[Start of section]
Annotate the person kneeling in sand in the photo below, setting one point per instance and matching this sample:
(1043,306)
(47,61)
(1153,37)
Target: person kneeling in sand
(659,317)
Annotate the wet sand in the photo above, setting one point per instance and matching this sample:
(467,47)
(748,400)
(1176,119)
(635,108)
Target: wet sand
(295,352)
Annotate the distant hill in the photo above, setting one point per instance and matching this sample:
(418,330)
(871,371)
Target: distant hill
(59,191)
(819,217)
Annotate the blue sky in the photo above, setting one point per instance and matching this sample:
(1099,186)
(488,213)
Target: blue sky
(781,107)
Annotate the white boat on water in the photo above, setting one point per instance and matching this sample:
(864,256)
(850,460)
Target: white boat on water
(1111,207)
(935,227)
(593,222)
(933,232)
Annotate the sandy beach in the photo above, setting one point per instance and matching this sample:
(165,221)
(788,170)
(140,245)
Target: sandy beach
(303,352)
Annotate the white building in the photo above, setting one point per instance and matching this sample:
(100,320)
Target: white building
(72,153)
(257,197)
[End of section]
[Start of section]
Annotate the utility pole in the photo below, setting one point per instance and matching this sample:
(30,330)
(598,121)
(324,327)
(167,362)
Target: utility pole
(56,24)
[End of section]
[Start of section]
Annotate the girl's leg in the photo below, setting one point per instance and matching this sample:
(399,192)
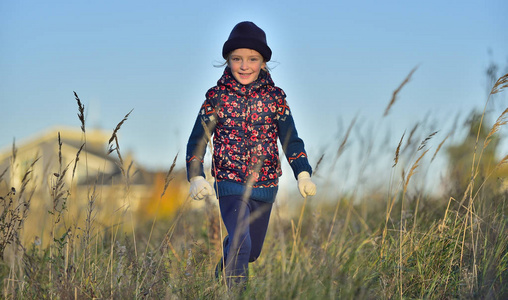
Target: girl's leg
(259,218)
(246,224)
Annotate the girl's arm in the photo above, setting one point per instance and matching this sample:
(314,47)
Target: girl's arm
[End of section]
Given the data above, which lines hold the string "setting"? Return them.

Annotate the person kneeling in sand in the photo below, setting one point per instance and matching this sample:
Annotate the wet sand in the photo above, setting one point per instance and matching this sample:
Annotate the distant hill in the photo above, setting one point per instance and matching this sample:
Annotate the blue sky in the photo above, setting one point per instance and matching this sample:
Annotate the white boat on water in the photo above, setting one point per instance and matching this sample:
Annotate the sandy beach in the photo above, setting one point per instance and matching this sample:
Annotate the white building in the photo above, setting one point per instance and matching this sample:
Annotate the utility pole in the photo below, setting one point per instance and matching this sample:
Annotate the girl's leg in the photo below, setting one point per instance and matching this sample:
Annotate the girl's arm in the photo above, setting one point per instance and matching this sample:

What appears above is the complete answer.